▶ **Complete the following**
**A)** In the passage on popular and learned traditions below, condense the paragraph beginning "The first step towards ascertainment of popular tradition" into a short bulleted list that keeps its main facts.
**B)** Continue the passage on popular and learned traditions, starting right after its final sentence.
BEGIN Source document
Distinction of Popular and Learned Traditions
Distinction of Popular and Learned Traditions
The first step towards ascertainment of popular tradition is to determine which documents are most faithful repositories of that tradition. For obvious reasons literary texts—treatises on witchcraft, judicial manuals, chronicles, sermons, and so forth—cannot qualify as faithful sources for the beliefs of the illiterate masses. They no doubt incorporate material that derived from popular belief, but the historian has no assurance that they present folk tradition in a pure form, unmixed with distinctively learned notions. Even when an author claims to be representing popular belief one cannot accept his testimony as ideal evidence. Elliot Rose has correctly emphasized that litterateurs such as Jean de Meung frequently claimed to be relating contemporary folklore when they were in fact merely paraphrasing texts from canon law.1 Some of the literature of the high and late Middle Ages was ‘popular’ in the sense that its content was intended for widespread dissemination. This is true of anecdotal collections and of many chronicles, which were written in large part to furnish material for preachers.2 Yet there is no assurance that the stories narrated in such literature had popular origins, or that they did in fact take hold on the popular imagination.
END Source document
BEGIN Excerpted records
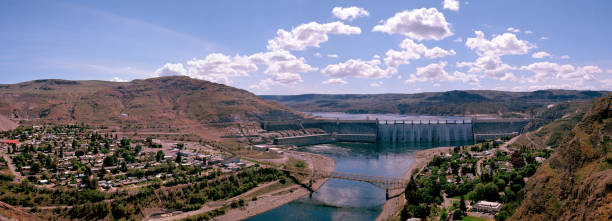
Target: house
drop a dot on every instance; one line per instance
(487, 207)
(260, 147)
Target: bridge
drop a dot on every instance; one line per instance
(386, 183)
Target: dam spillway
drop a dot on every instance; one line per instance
(408, 132)
(398, 129)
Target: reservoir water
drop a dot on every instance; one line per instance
(353, 200)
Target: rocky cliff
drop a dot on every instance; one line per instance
(576, 182)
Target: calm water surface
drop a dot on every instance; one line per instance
(344, 199)
(352, 200)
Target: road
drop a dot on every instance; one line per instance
(503, 147)
(9, 162)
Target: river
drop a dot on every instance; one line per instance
(352, 200)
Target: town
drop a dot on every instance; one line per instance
(67, 170)
(479, 182)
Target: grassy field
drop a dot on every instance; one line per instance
(473, 218)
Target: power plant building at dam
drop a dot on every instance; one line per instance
(397, 131)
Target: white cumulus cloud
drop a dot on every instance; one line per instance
(337, 81)
(376, 84)
(358, 68)
(515, 30)
(309, 35)
(452, 5)
(117, 79)
(220, 68)
(413, 51)
(349, 13)
(490, 66)
(540, 54)
(420, 24)
(505, 44)
(436, 72)
(551, 70)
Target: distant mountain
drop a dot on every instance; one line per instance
(152, 102)
(576, 182)
(434, 103)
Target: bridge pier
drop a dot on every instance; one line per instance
(386, 194)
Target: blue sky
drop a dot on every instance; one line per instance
(295, 47)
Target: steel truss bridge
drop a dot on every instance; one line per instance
(386, 183)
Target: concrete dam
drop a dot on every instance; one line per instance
(397, 132)
(425, 132)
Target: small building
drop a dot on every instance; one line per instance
(260, 147)
(487, 207)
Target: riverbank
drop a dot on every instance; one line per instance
(275, 199)
(268, 200)
(421, 158)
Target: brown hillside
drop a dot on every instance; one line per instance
(6, 124)
(576, 182)
(8, 212)
(152, 102)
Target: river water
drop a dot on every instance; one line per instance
(352, 200)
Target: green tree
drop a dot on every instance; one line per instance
(159, 156)
(178, 158)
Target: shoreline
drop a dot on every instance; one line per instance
(267, 201)
(421, 158)
(278, 198)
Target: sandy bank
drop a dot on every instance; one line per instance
(283, 196)
(421, 159)
(267, 201)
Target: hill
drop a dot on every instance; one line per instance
(8, 212)
(576, 182)
(152, 102)
(435, 103)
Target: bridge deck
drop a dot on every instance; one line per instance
(386, 183)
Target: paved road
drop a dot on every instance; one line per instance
(12, 167)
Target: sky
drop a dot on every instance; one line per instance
(298, 47)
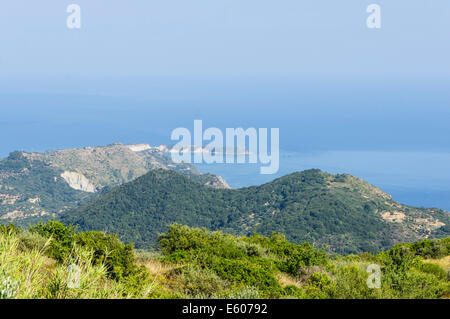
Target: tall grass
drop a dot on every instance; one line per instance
(28, 274)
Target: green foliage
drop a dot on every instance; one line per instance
(9, 229)
(339, 212)
(62, 238)
(196, 263)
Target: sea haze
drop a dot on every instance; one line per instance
(412, 178)
(392, 133)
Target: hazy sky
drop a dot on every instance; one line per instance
(310, 67)
(214, 38)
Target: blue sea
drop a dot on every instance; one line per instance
(412, 178)
(396, 139)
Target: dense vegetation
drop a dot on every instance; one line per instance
(31, 186)
(338, 211)
(194, 263)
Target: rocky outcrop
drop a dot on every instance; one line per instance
(78, 181)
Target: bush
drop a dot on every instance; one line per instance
(62, 238)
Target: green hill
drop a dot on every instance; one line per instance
(342, 212)
(42, 185)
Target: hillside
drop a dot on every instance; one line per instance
(342, 212)
(42, 185)
(51, 261)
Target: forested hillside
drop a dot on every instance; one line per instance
(340, 212)
(37, 186)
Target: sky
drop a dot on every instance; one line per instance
(138, 69)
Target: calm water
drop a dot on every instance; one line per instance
(413, 178)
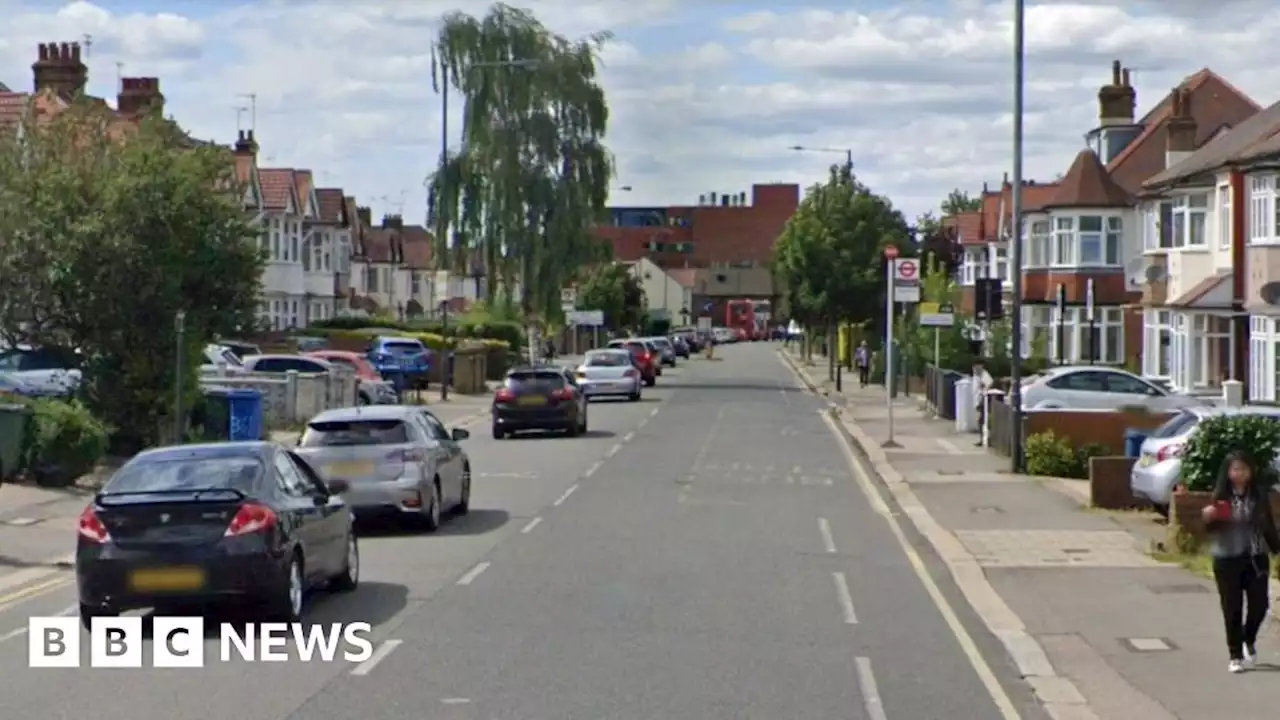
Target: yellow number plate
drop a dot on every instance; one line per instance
(172, 579)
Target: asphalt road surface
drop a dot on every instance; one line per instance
(704, 554)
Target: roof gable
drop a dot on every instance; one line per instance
(1087, 185)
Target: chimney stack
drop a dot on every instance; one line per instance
(1118, 101)
(1180, 128)
(58, 67)
(140, 95)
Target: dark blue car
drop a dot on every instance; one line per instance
(401, 359)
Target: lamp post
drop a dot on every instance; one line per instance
(849, 154)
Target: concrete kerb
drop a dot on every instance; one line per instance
(1057, 695)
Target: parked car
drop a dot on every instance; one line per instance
(402, 359)
(1095, 387)
(1160, 459)
(539, 397)
(643, 356)
(44, 373)
(606, 373)
(398, 460)
(242, 522)
(370, 386)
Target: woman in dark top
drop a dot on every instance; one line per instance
(1244, 537)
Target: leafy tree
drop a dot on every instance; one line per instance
(108, 229)
(830, 255)
(613, 290)
(531, 177)
(959, 201)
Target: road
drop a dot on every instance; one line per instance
(703, 554)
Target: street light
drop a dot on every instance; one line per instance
(849, 153)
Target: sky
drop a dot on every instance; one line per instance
(704, 96)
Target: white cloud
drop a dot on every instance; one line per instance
(702, 98)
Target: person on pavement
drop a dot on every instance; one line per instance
(982, 382)
(863, 361)
(1243, 538)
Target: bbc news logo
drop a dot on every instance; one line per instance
(179, 642)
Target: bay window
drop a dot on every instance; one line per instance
(1156, 342)
(1224, 217)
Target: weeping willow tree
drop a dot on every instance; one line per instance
(531, 177)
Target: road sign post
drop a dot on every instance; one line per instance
(890, 300)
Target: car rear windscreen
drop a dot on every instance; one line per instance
(608, 360)
(535, 378)
(187, 473)
(1175, 425)
(355, 432)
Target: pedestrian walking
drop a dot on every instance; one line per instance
(982, 382)
(863, 361)
(1243, 538)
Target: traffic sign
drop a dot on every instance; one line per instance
(906, 279)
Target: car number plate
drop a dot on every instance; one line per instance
(168, 579)
(350, 469)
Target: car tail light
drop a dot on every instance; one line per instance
(91, 527)
(412, 455)
(1169, 452)
(251, 518)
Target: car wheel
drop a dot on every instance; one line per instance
(90, 611)
(348, 578)
(287, 604)
(465, 504)
(432, 518)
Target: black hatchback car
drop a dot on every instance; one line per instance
(540, 397)
(247, 523)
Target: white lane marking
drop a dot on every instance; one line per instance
(827, 540)
(472, 574)
(19, 632)
(846, 600)
(949, 446)
(378, 656)
(1008, 711)
(563, 497)
(871, 691)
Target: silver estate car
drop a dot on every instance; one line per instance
(606, 373)
(1160, 460)
(397, 459)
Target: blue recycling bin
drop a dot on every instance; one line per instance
(245, 414)
(1133, 441)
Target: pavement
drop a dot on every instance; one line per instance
(716, 551)
(1093, 623)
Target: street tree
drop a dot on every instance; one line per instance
(613, 290)
(108, 229)
(530, 180)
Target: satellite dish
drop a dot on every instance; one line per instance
(1270, 294)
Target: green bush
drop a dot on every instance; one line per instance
(1256, 436)
(1051, 455)
(67, 441)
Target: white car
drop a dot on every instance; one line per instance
(609, 373)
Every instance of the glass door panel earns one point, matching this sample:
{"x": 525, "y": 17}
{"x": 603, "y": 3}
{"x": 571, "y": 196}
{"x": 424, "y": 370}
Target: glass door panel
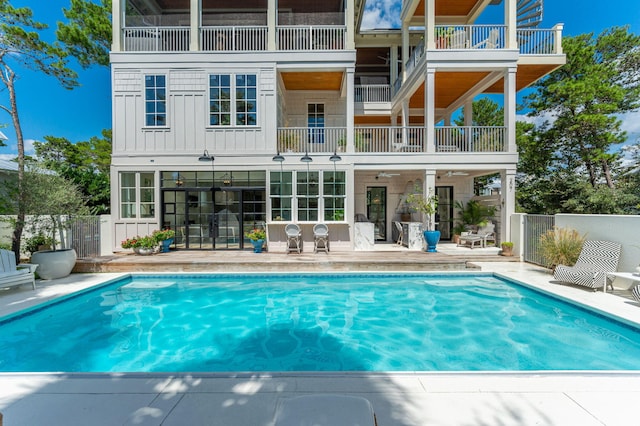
{"x": 377, "y": 210}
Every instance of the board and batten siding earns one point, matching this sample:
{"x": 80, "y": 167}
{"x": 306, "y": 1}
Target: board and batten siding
{"x": 188, "y": 131}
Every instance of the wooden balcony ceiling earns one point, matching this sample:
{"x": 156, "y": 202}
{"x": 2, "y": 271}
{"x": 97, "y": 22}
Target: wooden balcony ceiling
{"x": 448, "y": 8}
{"x": 295, "y": 6}
{"x": 312, "y": 80}
{"x": 451, "y": 85}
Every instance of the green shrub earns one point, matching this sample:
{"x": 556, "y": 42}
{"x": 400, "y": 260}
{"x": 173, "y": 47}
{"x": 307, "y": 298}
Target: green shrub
{"x": 561, "y": 246}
END Excerpted records
▶ **Per-task outputs**
**A)**
- Finding popular tradition starts with deciding which documents preserve it most faithfully.
- Literary texts cannot serve as faithful sources for the beliefs of the illiterate masses. These include treatises on witchcraft, judicial manuals, chronicles and sermons.
- Such texts do contain material drawn from popular belief. Still, there is no assurance that it appears unmixed with learned notions.
- An author's claim to represent popular belief is not ideal evidence. Elliot Rose has shown that writers like Jean de Meung often claimed to relate contemporary folklore while actually paraphrasing canon law.
- Some high and late medieval literature was "popular" in the sense of being meant for wide dissemination. Examples are anecdotal collections and many chronicles, which were written largely to supply preachers.
- Even so, their stories may not have had popular origins or taken hold on the popular imagination.

**B)**
Nor are most of the judicial records a great deal more helpful to the student seeking authentic folklore. In most instances the only extant records of trials are the documents drawn up at the end of judicial interrogation, stating in summary fashion the charges ‘proven’ against the subject. In some cases there are records of questions posed to the accused, with the answers that were in some way extracted from them. Yet even when these documents claim that the confessions were made ‘voluntarily,’ or ‘spontaneously,’ the historian can seldom be sure that the admissions were not elicited through judicial coercion. In many cases there is evidence for confession under torture; in other instances, reference to voluntary confession indicates only that the subject’s admissions were confirmed after torture had ceased, but under threat of resumed torture. One might argue that for present purposes torture did not prejudice the evidence. The confessions elicited from witch suspects may not have been true, but it might be argued that the subjects knew in advance what witches were commonly believed to do, and that when they confessed to these deeds they were merely applying popular tradition falsely to themselves. Yet not even this can be assumed. As will be seen in a later chapter, the information that judges wished to educe could easily be suggested to the subjects through use of interrogatories, or lists of leading questions.3 And even if the suspects did know what their judges expected to hear, they may have learned the proper details not from popular tradition but from inquisitors’ sermons and from reports of earlier trials. Both in general themes and in specific details, judicial records are thus likely to reflect influences other than pure folk tradition.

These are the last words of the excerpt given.